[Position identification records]

____

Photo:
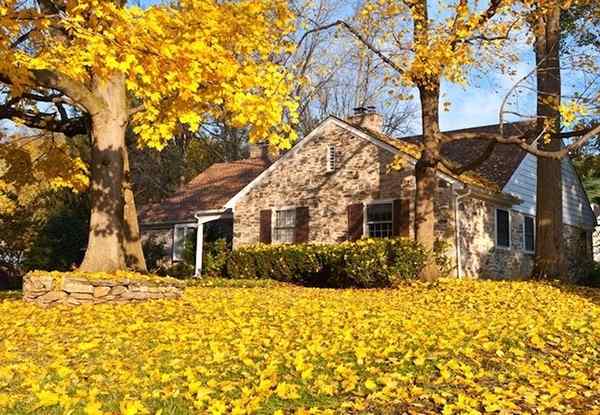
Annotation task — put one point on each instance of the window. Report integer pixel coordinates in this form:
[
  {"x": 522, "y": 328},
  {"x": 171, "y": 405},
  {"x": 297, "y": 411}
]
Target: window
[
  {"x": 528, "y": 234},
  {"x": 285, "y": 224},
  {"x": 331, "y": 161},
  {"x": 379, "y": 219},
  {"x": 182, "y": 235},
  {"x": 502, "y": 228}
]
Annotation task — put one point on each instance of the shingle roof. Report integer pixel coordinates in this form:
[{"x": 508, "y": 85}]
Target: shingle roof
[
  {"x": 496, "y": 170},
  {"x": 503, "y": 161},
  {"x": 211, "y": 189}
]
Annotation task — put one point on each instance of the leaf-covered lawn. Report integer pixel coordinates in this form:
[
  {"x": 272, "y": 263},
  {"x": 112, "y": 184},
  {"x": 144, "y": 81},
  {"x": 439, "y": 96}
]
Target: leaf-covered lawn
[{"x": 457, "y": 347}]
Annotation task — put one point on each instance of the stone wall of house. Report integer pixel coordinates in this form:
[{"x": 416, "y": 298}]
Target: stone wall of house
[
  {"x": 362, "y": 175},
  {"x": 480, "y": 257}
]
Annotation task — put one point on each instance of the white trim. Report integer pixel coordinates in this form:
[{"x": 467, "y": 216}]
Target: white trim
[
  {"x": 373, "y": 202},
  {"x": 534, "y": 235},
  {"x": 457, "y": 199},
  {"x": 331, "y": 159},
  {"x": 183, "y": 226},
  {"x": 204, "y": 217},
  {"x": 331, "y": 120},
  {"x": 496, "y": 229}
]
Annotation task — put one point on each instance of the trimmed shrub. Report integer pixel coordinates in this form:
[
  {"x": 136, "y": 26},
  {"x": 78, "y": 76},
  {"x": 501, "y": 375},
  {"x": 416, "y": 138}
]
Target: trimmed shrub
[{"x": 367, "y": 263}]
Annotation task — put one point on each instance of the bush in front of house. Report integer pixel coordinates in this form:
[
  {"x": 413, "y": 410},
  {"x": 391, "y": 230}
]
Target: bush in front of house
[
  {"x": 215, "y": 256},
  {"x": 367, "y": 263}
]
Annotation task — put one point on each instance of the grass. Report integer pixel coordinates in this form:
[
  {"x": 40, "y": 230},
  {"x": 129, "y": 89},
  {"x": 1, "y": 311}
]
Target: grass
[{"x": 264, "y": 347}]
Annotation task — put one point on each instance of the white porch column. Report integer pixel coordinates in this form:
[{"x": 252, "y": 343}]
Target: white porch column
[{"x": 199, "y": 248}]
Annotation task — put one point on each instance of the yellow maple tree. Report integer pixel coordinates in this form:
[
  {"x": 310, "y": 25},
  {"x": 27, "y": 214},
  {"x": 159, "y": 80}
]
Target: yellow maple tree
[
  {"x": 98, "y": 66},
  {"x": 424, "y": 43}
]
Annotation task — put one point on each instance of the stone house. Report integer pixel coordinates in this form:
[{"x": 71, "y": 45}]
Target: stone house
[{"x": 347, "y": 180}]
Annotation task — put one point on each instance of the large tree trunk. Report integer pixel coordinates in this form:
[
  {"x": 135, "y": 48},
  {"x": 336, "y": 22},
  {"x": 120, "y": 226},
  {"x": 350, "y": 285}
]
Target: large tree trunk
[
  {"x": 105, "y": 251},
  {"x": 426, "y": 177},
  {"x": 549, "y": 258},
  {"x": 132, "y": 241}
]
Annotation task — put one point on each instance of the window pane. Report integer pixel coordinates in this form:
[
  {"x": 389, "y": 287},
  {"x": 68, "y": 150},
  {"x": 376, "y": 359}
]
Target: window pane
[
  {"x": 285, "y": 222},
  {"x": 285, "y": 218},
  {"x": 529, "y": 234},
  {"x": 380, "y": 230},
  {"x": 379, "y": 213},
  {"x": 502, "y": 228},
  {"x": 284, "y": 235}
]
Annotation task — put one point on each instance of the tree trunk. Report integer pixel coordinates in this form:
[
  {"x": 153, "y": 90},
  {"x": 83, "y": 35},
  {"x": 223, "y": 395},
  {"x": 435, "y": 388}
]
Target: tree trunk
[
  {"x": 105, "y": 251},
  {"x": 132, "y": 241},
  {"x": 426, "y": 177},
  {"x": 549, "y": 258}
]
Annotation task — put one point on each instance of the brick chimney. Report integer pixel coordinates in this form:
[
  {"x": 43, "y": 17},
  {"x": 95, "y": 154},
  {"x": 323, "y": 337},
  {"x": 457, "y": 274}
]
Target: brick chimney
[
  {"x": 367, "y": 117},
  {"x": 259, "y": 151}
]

____

**Work to complete**. Return each line exactly as written. Any picture gets left out.

**Reply to the exercise**.
Photo:
Annotation task — put one point on each instance of the window. Report integer pixel coordinates in this form:
[
  {"x": 522, "y": 328},
  {"x": 171, "y": 405},
  {"x": 297, "y": 411}
]
Target: window
[
  {"x": 528, "y": 234},
  {"x": 285, "y": 224},
  {"x": 331, "y": 161},
  {"x": 379, "y": 219},
  {"x": 182, "y": 235},
  {"x": 502, "y": 228}
]
Annotation task — put one point on each instance of the shingle roof. Report integer pixel coordinates in this form:
[{"x": 508, "y": 85}]
Target: shingle roof
[
  {"x": 496, "y": 170},
  {"x": 503, "y": 161},
  {"x": 211, "y": 189}
]
Annotation task — put one point on each instance of the leaf-covered lawn. Report integer pixel coordinates in this form:
[
  {"x": 272, "y": 263},
  {"x": 112, "y": 184},
  {"x": 144, "y": 81},
  {"x": 439, "y": 96}
]
Target: leaf-covered lawn
[{"x": 457, "y": 347}]
Annotation task — put one point on each instance of the stone wall of house. Report integer pixel coordinates in this form:
[{"x": 416, "y": 298}]
Target: stone wall of house
[
  {"x": 362, "y": 175},
  {"x": 480, "y": 257}
]
Annotation task — put one point on each instance of the white trim. Report integer pixel coordinates in this form:
[{"x": 467, "y": 216}]
Target: white trim
[
  {"x": 373, "y": 202},
  {"x": 534, "y": 235},
  {"x": 457, "y": 199},
  {"x": 331, "y": 159},
  {"x": 183, "y": 226},
  {"x": 204, "y": 217},
  {"x": 331, "y": 120},
  {"x": 496, "y": 229}
]
Annotation task — put one point on each instance of the trimmed shrub. Report integer pixel coordinates in this form:
[
  {"x": 136, "y": 26},
  {"x": 78, "y": 76},
  {"x": 501, "y": 375},
  {"x": 416, "y": 138}
]
Target: trimmed shrub
[{"x": 367, "y": 263}]
Annotation task — put one point on each instance of the bush in front of house. Report integer pixel coordinates in this form:
[
  {"x": 413, "y": 410},
  {"x": 391, "y": 230}
]
Target: bush in front of house
[
  {"x": 215, "y": 256},
  {"x": 367, "y": 263}
]
Annotation task — put one point on each instance of the grass. Report integer pixel coordinates in this form:
[
  {"x": 40, "y": 230},
  {"x": 129, "y": 89},
  {"x": 1, "y": 311}
]
Target: grass
[{"x": 264, "y": 347}]
Annotation task — put one point on each instance of the white porch column. Report integer pixel coordinates in this form:
[{"x": 252, "y": 343}]
Target: white porch column
[{"x": 199, "y": 248}]
Annotation task — put one point on each instance of the yellow maple tree. Report integer pixel coordinates in this form:
[
  {"x": 310, "y": 25},
  {"x": 27, "y": 214},
  {"x": 159, "y": 80}
]
Target: yellow maple tree
[
  {"x": 98, "y": 66},
  {"x": 424, "y": 43}
]
Annotation task — put one point on each instance of the stone house. Report integer pixel coordinates in this form:
[{"x": 71, "y": 45}]
Target: stone house
[{"x": 347, "y": 180}]
Annotation task — put one point on each instance of the large tree trunk. Report integer pixel coordinates in this form:
[
  {"x": 135, "y": 48},
  {"x": 336, "y": 22},
  {"x": 120, "y": 226},
  {"x": 350, "y": 285}
]
Target: large tree trunk
[
  {"x": 105, "y": 251},
  {"x": 426, "y": 177},
  {"x": 549, "y": 258},
  {"x": 132, "y": 241}
]
Annotation task — put one point on each instance of the window pane. Report integer pixel coordinates in this form:
[
  {"x": 389, "y": 287},
  {"x": 68, "y": 150},
  {"x": 376, "y": 359}
]
Target: window pane
[
  {"x": 285, "y": 222},
  {"x": 285, "y": 218},
  {"x": 529, "y": 234},
  {"x": 380, "y": 230},
  {"x": 379, "y": 213},
  {"x": 502, "y": 228},
  {"x": 284, "y": 235}
]
Annotation task — put one point on each instance of the tree trunk. Report integer pixel coordinates in this form:
[
  {"x": 153, "y": 90},
  {"x": 83, "y": 35},
  {"x": 223, "y": 395},
  {"x": 435, "y": 388}
]
Target: tree trunk
[
  {"x": 105, "y": 251},
  {"x": 132, "y": 241},
  {"x": 426, "y": 177},
  {"x": 549, "y": 258}
]
Annotation task — put one point on each instance of the brick chimney. Report integer pixel coordinates in this form:
[
  {"x": 43, "y": 17},
  {"x": 95, "y": 154},
  {"x": 323, "y": 337},
  {"x": 457, "y": 274}
]
Target: brick chimney
[
  {"x": 367, "y": 117},
  {"x": 259, "y": 151}
]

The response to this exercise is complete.